• Описание задания:
Найдите в записях ниже все строки со словом «standing» и перепишите каждую из них.

• Список записей:
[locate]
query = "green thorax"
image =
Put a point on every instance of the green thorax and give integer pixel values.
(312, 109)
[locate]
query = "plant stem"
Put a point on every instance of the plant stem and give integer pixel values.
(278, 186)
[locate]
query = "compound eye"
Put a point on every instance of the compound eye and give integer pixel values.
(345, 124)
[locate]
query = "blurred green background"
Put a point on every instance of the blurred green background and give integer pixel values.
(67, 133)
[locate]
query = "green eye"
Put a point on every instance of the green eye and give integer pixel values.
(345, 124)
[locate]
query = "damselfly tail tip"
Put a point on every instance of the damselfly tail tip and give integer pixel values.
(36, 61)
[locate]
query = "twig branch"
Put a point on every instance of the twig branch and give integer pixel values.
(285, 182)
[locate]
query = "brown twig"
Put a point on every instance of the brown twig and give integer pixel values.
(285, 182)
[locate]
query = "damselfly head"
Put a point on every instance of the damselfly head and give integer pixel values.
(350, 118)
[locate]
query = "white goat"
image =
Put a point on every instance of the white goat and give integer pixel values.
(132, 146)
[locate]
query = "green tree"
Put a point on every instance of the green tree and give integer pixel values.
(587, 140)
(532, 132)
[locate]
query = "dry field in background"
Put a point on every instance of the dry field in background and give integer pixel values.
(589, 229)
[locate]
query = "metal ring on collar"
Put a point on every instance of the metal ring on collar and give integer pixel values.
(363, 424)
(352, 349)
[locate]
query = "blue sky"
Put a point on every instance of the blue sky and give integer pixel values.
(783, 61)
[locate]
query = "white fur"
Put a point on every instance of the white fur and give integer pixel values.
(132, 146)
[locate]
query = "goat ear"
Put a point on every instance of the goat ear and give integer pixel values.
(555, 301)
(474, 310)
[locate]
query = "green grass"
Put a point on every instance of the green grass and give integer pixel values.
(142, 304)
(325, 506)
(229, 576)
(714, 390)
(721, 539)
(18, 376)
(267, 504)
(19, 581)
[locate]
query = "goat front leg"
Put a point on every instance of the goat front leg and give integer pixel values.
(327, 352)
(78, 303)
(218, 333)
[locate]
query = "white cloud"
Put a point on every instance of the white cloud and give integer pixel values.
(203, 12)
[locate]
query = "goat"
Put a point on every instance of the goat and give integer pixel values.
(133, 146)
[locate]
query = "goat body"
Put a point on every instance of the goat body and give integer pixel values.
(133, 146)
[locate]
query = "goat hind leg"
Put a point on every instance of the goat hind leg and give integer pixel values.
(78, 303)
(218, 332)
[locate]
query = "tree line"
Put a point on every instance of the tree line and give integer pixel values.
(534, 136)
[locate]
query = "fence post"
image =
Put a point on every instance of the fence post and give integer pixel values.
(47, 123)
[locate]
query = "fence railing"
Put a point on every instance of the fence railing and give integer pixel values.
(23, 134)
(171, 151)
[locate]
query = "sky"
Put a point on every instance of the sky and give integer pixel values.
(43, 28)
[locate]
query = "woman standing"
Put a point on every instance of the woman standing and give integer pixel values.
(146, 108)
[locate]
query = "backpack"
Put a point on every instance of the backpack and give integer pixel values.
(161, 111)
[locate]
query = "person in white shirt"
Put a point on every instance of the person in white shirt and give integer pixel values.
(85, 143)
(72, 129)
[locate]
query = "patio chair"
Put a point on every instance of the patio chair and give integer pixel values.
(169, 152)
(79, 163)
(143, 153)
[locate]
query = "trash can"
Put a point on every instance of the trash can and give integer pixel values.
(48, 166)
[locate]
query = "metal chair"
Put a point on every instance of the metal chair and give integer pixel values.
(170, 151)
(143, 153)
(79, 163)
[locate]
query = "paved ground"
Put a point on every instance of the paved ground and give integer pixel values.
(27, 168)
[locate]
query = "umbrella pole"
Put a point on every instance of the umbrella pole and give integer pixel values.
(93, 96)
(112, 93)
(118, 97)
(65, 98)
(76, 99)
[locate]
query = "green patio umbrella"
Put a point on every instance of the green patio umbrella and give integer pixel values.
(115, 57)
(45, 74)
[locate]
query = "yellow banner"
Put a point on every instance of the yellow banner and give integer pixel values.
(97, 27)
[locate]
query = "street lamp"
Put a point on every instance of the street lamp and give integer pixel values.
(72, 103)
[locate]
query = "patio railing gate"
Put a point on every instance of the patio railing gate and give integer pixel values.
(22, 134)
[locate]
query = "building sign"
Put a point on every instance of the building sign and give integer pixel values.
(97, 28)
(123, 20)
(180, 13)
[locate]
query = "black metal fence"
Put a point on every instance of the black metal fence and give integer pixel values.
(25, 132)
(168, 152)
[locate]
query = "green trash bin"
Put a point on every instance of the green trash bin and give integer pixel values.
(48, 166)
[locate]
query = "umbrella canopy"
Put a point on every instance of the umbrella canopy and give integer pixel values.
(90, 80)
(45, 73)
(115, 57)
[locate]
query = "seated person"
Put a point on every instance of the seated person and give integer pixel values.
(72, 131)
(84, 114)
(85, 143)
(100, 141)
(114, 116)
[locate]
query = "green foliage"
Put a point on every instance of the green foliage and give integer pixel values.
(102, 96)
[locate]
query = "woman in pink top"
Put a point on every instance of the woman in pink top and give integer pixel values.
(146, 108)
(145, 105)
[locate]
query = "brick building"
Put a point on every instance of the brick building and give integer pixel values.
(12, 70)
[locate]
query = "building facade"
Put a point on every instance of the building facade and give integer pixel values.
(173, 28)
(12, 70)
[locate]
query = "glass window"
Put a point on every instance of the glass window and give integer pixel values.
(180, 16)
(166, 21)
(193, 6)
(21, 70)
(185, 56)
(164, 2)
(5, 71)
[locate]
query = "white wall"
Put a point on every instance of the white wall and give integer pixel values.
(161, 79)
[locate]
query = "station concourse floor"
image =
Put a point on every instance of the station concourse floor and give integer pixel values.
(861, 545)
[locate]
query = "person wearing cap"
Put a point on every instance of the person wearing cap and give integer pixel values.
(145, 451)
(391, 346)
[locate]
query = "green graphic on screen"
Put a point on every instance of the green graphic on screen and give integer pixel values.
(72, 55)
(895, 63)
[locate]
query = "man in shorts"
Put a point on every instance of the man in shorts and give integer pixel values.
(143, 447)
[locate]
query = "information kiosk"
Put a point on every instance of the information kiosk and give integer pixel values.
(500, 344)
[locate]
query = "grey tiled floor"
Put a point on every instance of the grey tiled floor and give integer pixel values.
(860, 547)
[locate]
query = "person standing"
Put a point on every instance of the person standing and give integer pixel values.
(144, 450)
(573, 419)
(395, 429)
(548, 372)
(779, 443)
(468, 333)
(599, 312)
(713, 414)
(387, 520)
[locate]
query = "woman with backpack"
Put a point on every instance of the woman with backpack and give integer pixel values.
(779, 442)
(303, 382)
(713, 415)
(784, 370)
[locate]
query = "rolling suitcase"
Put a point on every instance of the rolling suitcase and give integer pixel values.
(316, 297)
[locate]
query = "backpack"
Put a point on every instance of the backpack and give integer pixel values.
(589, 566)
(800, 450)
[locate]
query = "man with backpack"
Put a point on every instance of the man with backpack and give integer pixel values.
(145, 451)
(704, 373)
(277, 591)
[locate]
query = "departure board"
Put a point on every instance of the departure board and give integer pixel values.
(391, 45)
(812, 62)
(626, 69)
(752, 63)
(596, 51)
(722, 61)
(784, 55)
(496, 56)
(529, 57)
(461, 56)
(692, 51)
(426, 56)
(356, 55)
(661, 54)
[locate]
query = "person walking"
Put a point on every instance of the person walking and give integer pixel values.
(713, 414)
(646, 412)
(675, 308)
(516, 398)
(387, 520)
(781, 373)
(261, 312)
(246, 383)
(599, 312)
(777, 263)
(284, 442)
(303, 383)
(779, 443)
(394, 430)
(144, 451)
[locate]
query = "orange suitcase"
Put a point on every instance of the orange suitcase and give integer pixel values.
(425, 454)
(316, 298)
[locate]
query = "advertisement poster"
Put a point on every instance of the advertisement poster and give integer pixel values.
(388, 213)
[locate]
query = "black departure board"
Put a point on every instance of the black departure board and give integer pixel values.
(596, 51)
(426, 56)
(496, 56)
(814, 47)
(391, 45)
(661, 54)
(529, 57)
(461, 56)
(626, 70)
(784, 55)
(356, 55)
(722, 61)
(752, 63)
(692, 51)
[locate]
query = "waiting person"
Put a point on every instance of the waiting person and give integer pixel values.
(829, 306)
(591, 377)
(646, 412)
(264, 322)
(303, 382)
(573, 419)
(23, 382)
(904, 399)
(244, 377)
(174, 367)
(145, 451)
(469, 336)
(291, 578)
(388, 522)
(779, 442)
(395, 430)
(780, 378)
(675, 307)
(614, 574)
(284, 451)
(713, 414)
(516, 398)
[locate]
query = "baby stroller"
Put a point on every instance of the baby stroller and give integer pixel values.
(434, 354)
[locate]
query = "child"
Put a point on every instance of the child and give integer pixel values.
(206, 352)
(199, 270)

• Результат задания:
query = "woman standing"
Put a point on every instance of the woman standing and give integer pixel values.
query = "person standing"
Put a point on every instance of the person standing and give integer pixel values.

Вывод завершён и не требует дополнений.